═══ DATA SUPPLIED ═══

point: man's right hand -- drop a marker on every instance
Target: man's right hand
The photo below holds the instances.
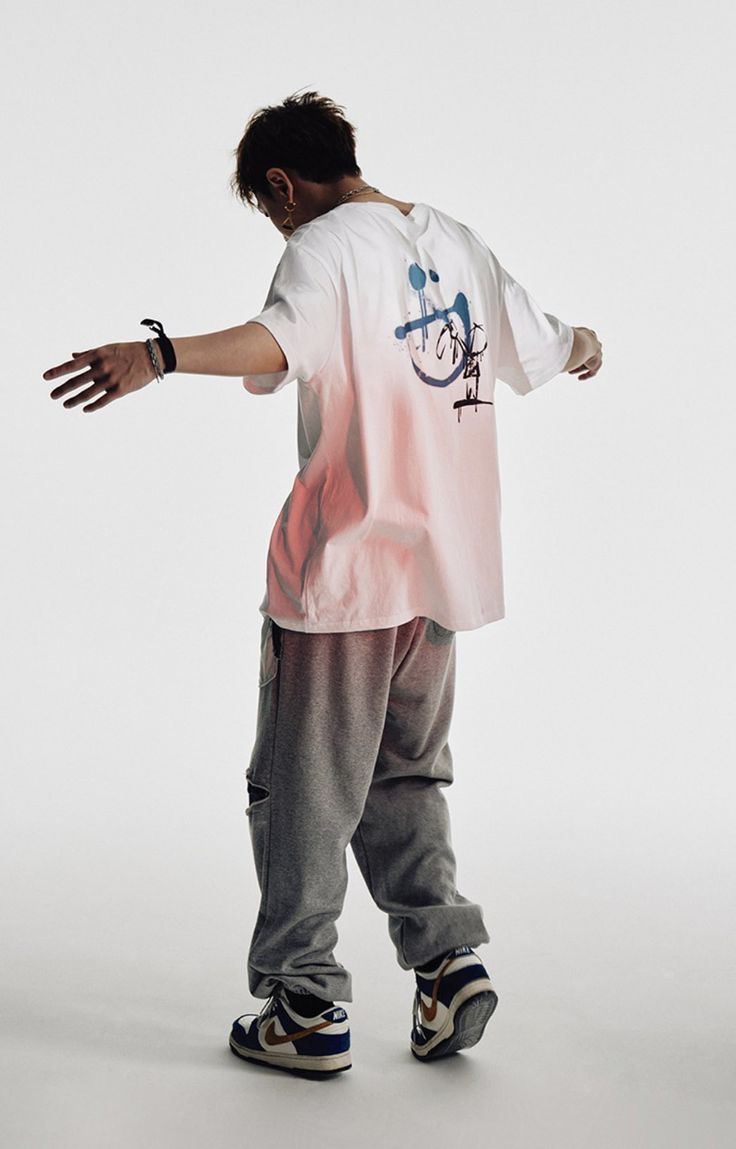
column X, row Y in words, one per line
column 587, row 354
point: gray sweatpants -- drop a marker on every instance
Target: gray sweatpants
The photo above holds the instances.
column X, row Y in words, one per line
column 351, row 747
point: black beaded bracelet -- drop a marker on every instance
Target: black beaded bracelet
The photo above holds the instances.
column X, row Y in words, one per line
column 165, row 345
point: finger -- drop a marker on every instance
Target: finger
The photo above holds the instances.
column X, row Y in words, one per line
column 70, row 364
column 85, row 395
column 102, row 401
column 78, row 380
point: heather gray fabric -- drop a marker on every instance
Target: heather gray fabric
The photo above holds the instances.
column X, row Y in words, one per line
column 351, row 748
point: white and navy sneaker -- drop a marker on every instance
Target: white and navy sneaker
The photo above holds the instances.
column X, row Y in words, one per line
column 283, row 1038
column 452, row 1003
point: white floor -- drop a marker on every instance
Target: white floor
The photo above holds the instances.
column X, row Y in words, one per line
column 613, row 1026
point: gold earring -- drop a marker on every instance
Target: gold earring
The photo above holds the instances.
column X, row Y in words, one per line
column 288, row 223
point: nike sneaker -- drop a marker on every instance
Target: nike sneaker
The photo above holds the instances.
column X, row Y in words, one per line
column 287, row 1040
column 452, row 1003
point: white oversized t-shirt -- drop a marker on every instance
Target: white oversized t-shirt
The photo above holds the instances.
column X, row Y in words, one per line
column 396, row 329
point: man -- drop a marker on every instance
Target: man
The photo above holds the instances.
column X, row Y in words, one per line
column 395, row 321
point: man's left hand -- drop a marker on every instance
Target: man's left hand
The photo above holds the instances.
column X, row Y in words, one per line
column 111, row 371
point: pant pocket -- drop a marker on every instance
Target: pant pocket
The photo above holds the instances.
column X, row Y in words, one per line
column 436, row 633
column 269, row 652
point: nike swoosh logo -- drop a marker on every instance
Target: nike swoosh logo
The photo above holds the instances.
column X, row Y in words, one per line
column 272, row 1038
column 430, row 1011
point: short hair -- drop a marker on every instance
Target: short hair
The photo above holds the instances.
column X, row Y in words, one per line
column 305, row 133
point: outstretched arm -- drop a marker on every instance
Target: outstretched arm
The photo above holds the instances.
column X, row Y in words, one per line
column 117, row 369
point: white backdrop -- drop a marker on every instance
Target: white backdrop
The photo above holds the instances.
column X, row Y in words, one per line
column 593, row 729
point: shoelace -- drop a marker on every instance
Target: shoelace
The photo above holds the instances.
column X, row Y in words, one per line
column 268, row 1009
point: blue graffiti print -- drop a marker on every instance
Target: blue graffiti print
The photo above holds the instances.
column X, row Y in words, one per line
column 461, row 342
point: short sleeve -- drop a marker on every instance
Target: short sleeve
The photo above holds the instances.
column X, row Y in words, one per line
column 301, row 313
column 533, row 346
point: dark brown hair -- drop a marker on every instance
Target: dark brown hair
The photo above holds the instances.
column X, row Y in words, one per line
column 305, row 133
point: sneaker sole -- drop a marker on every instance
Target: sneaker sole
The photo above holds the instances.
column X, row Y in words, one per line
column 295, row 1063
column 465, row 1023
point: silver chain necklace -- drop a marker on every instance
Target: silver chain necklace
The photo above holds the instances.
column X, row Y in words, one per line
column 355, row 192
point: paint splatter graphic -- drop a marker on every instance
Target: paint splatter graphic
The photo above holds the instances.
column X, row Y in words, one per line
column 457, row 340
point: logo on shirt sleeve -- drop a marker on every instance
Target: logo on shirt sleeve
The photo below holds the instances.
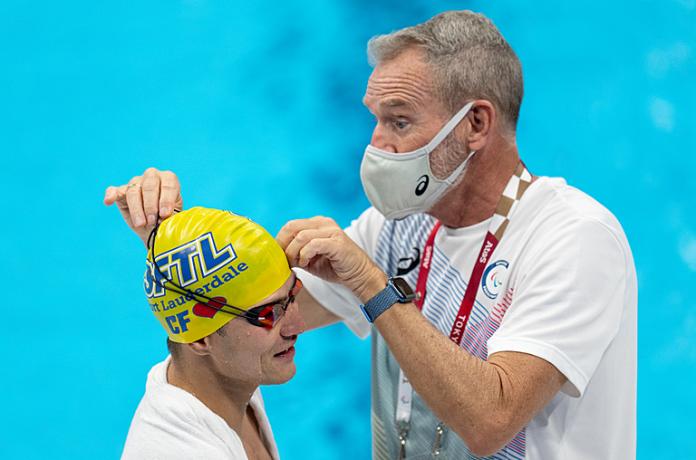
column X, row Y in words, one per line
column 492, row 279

═══

> **TASK BRIEF**:
Copy every one of the rows above word for word, but leave out the pictures.

> **FINAL RESULT**:
point: man's right hand -- drop a marker on every instance
Target: man's right hand
The photo below holds the instances.
column X, row Y in words, one per line
column 587, row 354
point: gray sweatpants -- drop a marker on every instance
Target: gray sweatpants
The photo above holds the instances.
column X, row Y in words, one per line
column 351, row 747
point: black beaded bracelet -- drop a marker on every instance
Target: black beaded bracelet
The photo above holds the instances.
column X, row Y in words, one per line
column 165, row 345
point: finger -- drop a marker on every instance
Target: finger
The photo above holds the instances.
column X, row Y in words, one per line
column 70, row 364
column 85, row 395
column 102, row 401
column 78, row 380
point: heather gray fabric -- drop a marker on every instance
Target: heather gray fabric
The photo above holds the instances.
column X, row Y in words, one per line
column 351, row 748
point: white and navy sneaker -- drop a marker on every instance
Target: white and navy sneaker
The photo above holds the instances.
column X, row Y in words, one per line
column 283, row 1038
column 452, row 1003
point: white floor -- drop a marker on every instance
Target: white floor
The photo above holds the instances.
column X, row Y in words, one per line
column 613, row 1026
point: gold earring -- drop a marker on every instance
Target: gold earring
The photo above holds the instances.
column X, row Y in words, one per line
column 288, row 223
point: nike sneaker -- drop a marker on every instance
Target: nike sneaker
The photo above holds the instances.
column X, row Y in words, one per line
column 287, row 1040
column 452, row 1003
point: white oversized t-shirt -- drop a marker on every instance
Target: white oversized t-shirt
The photo above holds the instances.
column X, row Y in words, one per line
column 396, row 329
point: man -- drop a marker on every instance
Target: man
The photo above holds the instances.
column X, row Y in words, one per line
column 395, row 321
point: man's left hand -- drop a marker on every instance
Target: man's left hand
The photo above holds the instances.
column X, row Y in words, one per line
column 111, row 371
point: pant pocket -- drop a marker on every instance
Target: pant pocket
The photo above holds the instances.
column X, row Y in words, one per line
column 436, row 633
column 269, row 652
point: nike swoosh logo -- drop a marker on every instance
Target: nike swoosh logo
The photo above holds the instances.
column X, row Y in words, one per line
column 272, row 1038
column 430, row 1011
point: short hair -- drop a marker on every instance
Target: short hair
The photo above holds the instances.
column X, row Y in words, one per line
column 305, row 133
point: outstretched arm -- drop a marker on every instance
Target: outstretched arm
The photo above holds the instances.
column X, row Y in words, one per line
column 117, row 369
point: white backdrop -- drop a marker on every instance
Target: white backdrop
The photo above holds the instances.
column X, row Y in words, one per line
column 593, row 729
point: shoelace -- drop a marker on every instance
Target: shoelace
The photo above holds the instances.
column X, row Y in words, one per line
column 268, row 1009
point: blue graffiti print -- drop a marker on every instance
Target: blue graffiti print
The photo above holds the instances.
column X, row Y in words, one per line
column 461, row 342
point: short sleeve -- drop a marker on every instance
Target: short sleeve
The photo above holds the instances.
column X, row Y in words, one per line
column 301, row 313
column 533, row 346
point: dark brown hair -- drop a marker on every instance
Target: dark brown hair
The photo above holds the instances.
column X, row Y in words, one per line
column 305, row 133
point: sneaker sole -- drop a marker on every instance
Target: sneaker sole
The photo above holds the instances.
column X, row Y in words, one per line
column 295, row 1063
column 465, row 1023
point: silver chain necklace -- drop a marker on every instance
Target: silver chain necklace
The photo above holds the instances.
column X, row Y in words, one per line
column 355, row 192
point: paint splatter graphic -- drop a marker on every instance
Target: paint splatter graphic
The photo above holds the instances.
column X, row Y in words, one per line
column 457, row 340
point: logo on shirt sleeve -- drop a marker on every instance
Target: logo on shirt sleeve
The photo below holds the instances.
column X, row Y in words, one per line
column 492, row 279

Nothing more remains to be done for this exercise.